Exercise => Restate the full set of records exactly, without adding or dropping a word.

Exercise materials =>
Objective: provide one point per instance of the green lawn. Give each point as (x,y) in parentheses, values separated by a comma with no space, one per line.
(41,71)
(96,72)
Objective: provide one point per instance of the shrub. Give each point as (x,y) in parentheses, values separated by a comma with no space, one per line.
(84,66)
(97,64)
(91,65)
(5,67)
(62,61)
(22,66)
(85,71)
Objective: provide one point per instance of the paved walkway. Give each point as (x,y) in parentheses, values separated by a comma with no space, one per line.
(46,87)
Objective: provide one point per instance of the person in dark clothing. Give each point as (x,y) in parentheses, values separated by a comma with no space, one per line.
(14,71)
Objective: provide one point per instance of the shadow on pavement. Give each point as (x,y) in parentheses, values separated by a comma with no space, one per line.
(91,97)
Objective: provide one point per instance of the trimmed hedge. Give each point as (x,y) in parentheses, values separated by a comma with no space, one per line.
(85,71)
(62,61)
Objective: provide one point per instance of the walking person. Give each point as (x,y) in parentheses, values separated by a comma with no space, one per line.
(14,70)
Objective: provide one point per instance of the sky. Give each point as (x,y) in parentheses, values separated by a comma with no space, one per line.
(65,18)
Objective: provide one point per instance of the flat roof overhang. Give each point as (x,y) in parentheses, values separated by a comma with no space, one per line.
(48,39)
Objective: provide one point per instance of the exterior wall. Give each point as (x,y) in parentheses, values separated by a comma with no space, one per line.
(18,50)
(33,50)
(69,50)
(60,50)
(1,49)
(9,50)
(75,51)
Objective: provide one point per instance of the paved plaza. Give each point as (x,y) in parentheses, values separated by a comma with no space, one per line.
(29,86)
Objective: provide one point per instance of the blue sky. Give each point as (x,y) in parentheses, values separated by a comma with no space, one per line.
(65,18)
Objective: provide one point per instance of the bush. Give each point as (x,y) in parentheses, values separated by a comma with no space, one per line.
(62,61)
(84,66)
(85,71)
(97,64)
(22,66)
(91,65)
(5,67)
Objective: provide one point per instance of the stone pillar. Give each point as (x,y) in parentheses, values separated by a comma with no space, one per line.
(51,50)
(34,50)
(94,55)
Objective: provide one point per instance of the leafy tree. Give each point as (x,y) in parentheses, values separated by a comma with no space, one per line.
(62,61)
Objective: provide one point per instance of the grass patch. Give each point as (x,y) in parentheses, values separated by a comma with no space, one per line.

Solution to this task =>
Objective: provide one point per instance of the green lawn. Give each point as (x,y) in parentheses, values separated by a comma with no space, one per line.
(41,71)
(96,72)
Objective: provide one point per instance of the shrub. Give each point as (x,y) in parentheses, values separated by a comma with no space, one per line.
(84,66)
(97,64)
(91,65)
(5,67)
(62,61)
(22,66)
(85,71)
Objective: provide one point per instance of the paved walkway. Give each point as (x,y) in parentheses, values separated by a comma with no space, one per line.
(46,87)
Objective: provide one point per instance of the person in dark clothing. Give each point as (x,y) in parentheses, values separated by a comma with no space, one per line.
(14,71)
Objective: provide one point per instance of the shadow on pavement. Give each point as (x,y) in parentheses, values separated by a comma with no space, one per line.
(91,97)
Objective: provide one point per instance of the trimmed hedge. Give each point as (x,y) in parentheses, values separated by a comma with no space, one per line.
(85,71)
(62,61)
Objective: provide one point per instance of the walking person. Give each point as (x,y) in parentheses, values separated by a comma with no space, one per line.
(14,70)
Objective: provide one point per instance of the sky. Give each point as (x,y) in parentheses, values separated by a comma with no space, one per line.
(65,18)
Objective: provide one point per instance of the flat roof overhang. Give each point as (x,y) in parentheses, values separated by a comma with no space, one per line.
(48,39)
Objective: provide one point per instance of the exterior wall. Give each point as (x,y) in parentheses, values separated by a comma with no space, one per line.
(18,50)
(33,50)
(69,50)
(60,50)
(1,49)
(9,50)
(75,51)
Objective: provide one point per instance of the paved plaza. Give each point as (x,y) in parentheses, values separated by a comma with no space, one per line.
(29,86)
Objective: provide one point per instance of the blue sky. Give each point as (x,y) in parentheses, values separated by a comma with no space, one per line.
(65,18)
Objective: provide one point per instance of the bush. Give each point as (x,y) in parentheses, values separated by a comma with no space, one per line.
(62,61)
(84,66)
(85,71)
(97,64)
(22,66)
(91,65)
(5,67)
Objective: provide one point per instance of the stone pillar. Give each point as (x,y) in parentheses, values separated by a comma with no space, one per line.
(51,50)
(34,50)
(94,55)
Objective: provide one point per instance of the leafy tree. Give each point as (x,y) in parentheses, values separated by a comma with no space, one per line.
(62,61)
Objective: provide one point per instance of the grass patch. Give each point as (x,y) in parentheses, values separated by a comma with no space, one per line.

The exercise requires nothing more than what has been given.